• [Goal of the exercise]:
Would you return the complete listing below word for word?

[Start Data records]

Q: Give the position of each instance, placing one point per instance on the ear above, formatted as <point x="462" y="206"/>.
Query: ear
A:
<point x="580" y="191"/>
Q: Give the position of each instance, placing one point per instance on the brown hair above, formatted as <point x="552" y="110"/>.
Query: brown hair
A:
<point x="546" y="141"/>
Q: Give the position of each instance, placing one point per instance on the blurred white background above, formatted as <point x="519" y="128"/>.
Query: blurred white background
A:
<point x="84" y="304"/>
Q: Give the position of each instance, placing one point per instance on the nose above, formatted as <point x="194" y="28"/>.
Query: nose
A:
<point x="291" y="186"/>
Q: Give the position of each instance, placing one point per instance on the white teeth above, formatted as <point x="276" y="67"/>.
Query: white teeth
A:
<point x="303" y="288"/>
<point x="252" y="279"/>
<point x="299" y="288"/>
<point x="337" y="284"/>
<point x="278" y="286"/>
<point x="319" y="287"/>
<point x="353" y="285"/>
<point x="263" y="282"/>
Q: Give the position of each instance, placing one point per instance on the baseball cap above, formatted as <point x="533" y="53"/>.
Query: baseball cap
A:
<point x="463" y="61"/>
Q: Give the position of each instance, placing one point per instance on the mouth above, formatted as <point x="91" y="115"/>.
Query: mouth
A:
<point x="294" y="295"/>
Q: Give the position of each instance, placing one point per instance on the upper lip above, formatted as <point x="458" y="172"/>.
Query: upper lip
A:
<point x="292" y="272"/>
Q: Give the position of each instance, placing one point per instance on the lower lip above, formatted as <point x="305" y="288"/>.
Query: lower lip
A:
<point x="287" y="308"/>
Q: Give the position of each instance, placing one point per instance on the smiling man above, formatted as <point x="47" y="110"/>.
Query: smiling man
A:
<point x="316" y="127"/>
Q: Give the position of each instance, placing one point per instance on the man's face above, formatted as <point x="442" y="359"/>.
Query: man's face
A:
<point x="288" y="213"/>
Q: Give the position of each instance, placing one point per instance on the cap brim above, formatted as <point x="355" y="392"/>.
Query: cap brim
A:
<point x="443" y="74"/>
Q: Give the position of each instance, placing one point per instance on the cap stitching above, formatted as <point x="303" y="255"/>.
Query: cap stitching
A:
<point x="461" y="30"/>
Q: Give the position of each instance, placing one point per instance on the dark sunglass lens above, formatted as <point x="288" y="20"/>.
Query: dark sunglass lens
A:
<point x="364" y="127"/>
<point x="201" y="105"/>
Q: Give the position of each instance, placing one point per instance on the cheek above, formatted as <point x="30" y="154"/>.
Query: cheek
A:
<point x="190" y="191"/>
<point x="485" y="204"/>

[End Data records]

• [Written reply]:
Q: Give the position of each instance, placing one point per instance on the ear above, formatted as <point x="462" y="206"/>.
Query: ear
A:
<point x="580" y="191"/>
Q: Give the position of each instance, placing one point per instance on the brown hair above, formatted as <point x="552" y="110"/>.
Query: brown hair
A:
<point x="546" y="141"/>
Q: Give the position of each instance, placing one point per instance on the blurred white background above, formatted as <point x="519" y="128"/>.
Query: blurred white background
A:
<point x="84" y="304"/>
Q: Give the position of each instance, placing one point per instance on the nose above, formatted as <point x="194" y="28"/>.
Query: nose
A:
<point x="291" y="186"/>
Q: Give the position of each instance, placing one point per instance on the white teeth above, formatted as <point x="276" y="67"/>.
Query: white teeth
A:
<point x="303" y="288"/>
<point x="252" y="279"/>
<point x="299" y="288"/>
<point x="337" y="284"/>
<point x="278" y="286"/>
<point x="319" y="287"/>
<point x="353" y="285"/>
<point x="263" y="282"/>
Q: Give the position of each instance, placing one point per instance on the baseball cap above, formatted as <point x="533" y="53"/>.
Query: baseball cap
A:
<point x="463" y="61"/>
Q: Give the position of each instance, placing one point per instance on the mouth above, formatted as <point x="91" y="115"/>.
Query: mouth
A:
<point x="294" y="295"/>
Q: Give the position of each instance, placing one point per instance on the upper lip above, formatted as <point x="458" y="172"/>.
Query: upper lip
A:
<point x="292" y="272"/>
Q: Give the position of each instance, placing one point per instance on the lower lip above, formatted as <point x="305" y="288"/>.
Query: lower lip
A:
<point x="287" y="308"/>
Q: Give the position of each instance, placing one point per instance on the smiling man above, formatted as <point x="47" y="110"/>.
Query: smiling man
A:
<point x="316" y="127"/>
Q: Give the position of each instance, placing one point per instance on the man's face above, formatted as <point x="442" y="359"/>.
Query: man's face
A:
<point x="288" y="213"/>
Q: Give the position of each instance, placing one point per instance on the cap brim above, formatted as <point x="355" y="392"/>.
Query: cap brim
A:
<point x="443" y="74"/>
Q: Give the position of each instance, placing one point per instance on the cap stitching above, formatted as <point x="303" y="255"/>.
Query: cap stitching
A:
<point x="461" y="30"/>
Q: Give the position of each instance, placing one point per instance on the dark sunglass lens above, formatted as <point x="288" y="20"/>.
Query: dark sunglass lens
A:
<point x="364" y="127"/>
<point x="201" y="105"/>
Q: Give the position of each instance, placing one point per instance on the cheek above, formatted as <point x="30" y="154"/>.
Query: cheek
A:
<point x="190" y="191"/>
<point x="485" y="204"/>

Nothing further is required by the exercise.